ASSIGNED TASK: In the personal account of autism, what did the writer learn through counseling?

DOCUMENT TEXT:
I sought out facts as a child so I could use them as guideposts. It was perpetually confusing to learn that behavior and responses had alternatives. How could I choose which was appropriate, and when? I liked language and reading because there are few inconsistent rules once you understand the basics. Math is the same, 2+2 is usually 4…consistent facts are the meat and potatoes of my world. They help me navigate and understand.
“Why” is a very important word because it can give me the ability to understand the nature of the action or behavior required of me, or the ways of the world and its occupants and furnishings (people, animals, mother nature, man made things.. all of it). Nothing is more frustrating for me than to be told to do something and not understand why. Nothing can be more frightening than to be in a new social situation (this includes things like doctor appointments or places I have never been, any situation where I have to interact with anybody at all) and not understand what is supposed to happen, how, when, and why. Approaches terror.
Autistic inflexibility keeps me from easily finding alternative behaviors or solutions to personal problems. I had to get counseling (back before I knew I was autistic) to learn that all of my behavior had alternatives and that I could choose to behave in many differing ways to any given situation. I had not realized there were alternatives, and that I had a choice! This is something that most neurotypical persons would pick up on naturally, I think. The same goes for understanding the concept of “white lies” and when they are socially acceptable, and how people do not consider these as lying. I have only begun to recognize the many ways autism affects my world.
Are there ways in which having autism would be more neutral or positive if society’s understanding, acceptance, and ability to accommodate would be improved?
I don’t think so. It is not a thing society can have much impact on except for the bullying, which was present in one form or another all my life from family, fellow students, and co-workers. Until I can “not be autistic,” I will continue to offend and anger, frustrate, embarrass, annoy others, and otherwise fail to interact correctly in social situations. I may make fewer social mistakes as I age and get experience, but I will inevitably make them.
Society cannot fix that and neither can I, though I can try.
That is the true handicap of autism for me. I will still be autistic at the end of the day. The way others see me is partially due to my own behavior, unaware though it may be. I do not see how the things mentioned in the question about society’s responses would be of any benefit.
I do see my autism as a handicap. I also see myself as in the minority, and my statistical one person struggling out of 50 other neurotypical individuals (autism is now believed to affect about 2% of the general population) will logically not take precedence. Should not take precedence. My preferences will not be that of the majority.

DATA EXTRACT:
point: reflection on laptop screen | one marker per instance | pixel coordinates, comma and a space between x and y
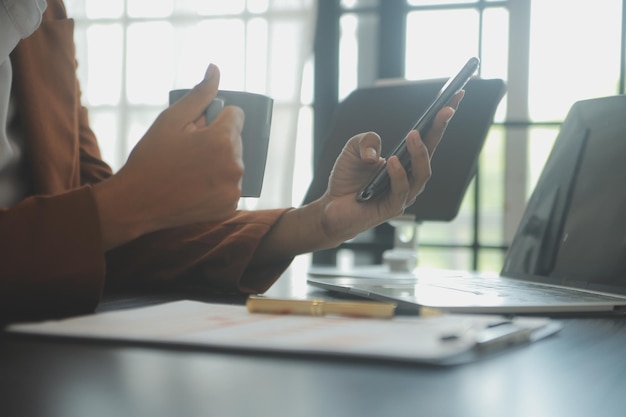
574, 228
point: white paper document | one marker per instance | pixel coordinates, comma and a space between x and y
438, 339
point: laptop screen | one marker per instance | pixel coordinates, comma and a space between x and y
573, 231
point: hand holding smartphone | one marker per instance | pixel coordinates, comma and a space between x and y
380, 181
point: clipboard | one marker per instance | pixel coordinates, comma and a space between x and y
443, 339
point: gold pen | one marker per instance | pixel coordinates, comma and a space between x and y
366, 309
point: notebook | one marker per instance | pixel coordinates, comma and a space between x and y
569, 252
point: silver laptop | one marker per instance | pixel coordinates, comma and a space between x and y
569, 252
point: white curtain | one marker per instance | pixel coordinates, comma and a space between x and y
132, 52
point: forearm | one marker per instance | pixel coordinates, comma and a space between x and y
299, 230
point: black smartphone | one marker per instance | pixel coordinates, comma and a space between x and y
380, 181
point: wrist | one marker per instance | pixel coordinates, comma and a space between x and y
119, 210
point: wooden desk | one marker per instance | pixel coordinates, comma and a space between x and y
579, 372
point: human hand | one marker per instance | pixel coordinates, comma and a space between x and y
181, 171
343, 216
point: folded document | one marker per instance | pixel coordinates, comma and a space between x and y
444, 339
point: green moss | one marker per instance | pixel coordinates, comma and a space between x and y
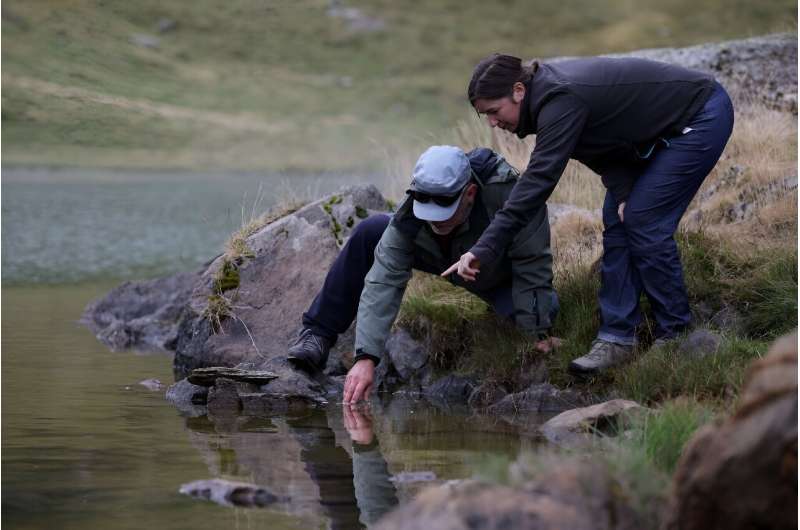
217, 309
227, 277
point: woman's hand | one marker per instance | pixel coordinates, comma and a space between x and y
467, 267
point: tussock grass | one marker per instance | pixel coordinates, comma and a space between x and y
639, 460
664, 373
442, 314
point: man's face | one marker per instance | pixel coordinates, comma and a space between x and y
461, 214
503, 112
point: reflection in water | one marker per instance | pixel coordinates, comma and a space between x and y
331, 463
85, 447
309, 458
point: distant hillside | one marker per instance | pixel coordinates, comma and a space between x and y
295, 85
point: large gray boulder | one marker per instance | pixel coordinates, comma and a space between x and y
290, 258
742, 473
141, 315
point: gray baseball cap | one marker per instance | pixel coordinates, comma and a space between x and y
441, 172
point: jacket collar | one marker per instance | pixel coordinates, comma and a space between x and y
525, 125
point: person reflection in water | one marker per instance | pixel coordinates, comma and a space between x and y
375, 493
352, 493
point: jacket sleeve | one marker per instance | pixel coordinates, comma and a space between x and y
383, 291
560, 124
532, 276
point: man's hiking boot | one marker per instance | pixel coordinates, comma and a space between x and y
602, 356
309, 352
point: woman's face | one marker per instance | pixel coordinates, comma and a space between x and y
503, 112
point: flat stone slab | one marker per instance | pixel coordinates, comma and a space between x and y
567, 427
231, 493
208, 376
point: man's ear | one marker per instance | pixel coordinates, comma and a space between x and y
518, 92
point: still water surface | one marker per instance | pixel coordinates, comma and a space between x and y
84, 445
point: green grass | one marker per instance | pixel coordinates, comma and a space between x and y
663, 373
323, 96
639, 461
760, 286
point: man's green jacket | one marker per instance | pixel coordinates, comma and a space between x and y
409, 243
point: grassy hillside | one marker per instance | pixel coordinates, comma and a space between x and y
290, 85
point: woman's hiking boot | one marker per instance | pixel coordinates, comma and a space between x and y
602, 356
309, 352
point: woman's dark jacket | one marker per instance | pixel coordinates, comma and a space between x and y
606, 113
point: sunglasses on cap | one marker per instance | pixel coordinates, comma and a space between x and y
440, 200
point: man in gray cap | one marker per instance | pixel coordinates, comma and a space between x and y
451, 200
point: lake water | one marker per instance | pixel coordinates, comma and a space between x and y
86, 446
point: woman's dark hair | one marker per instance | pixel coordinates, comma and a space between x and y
494, 77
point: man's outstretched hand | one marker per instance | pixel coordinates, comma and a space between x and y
467, 267
358, 383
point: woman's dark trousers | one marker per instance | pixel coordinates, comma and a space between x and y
640, 254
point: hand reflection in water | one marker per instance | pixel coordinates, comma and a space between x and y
358, 422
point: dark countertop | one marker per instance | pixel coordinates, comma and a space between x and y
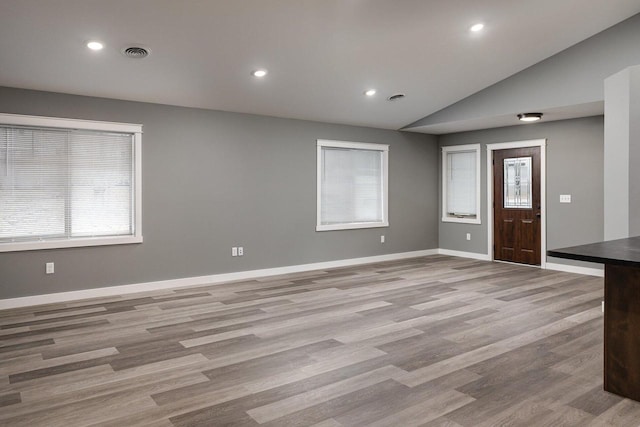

RESPONSE TO THE EXERCISE: That all of their behavior had alternatives and that they could choose to behave in many differing ways to any given situation.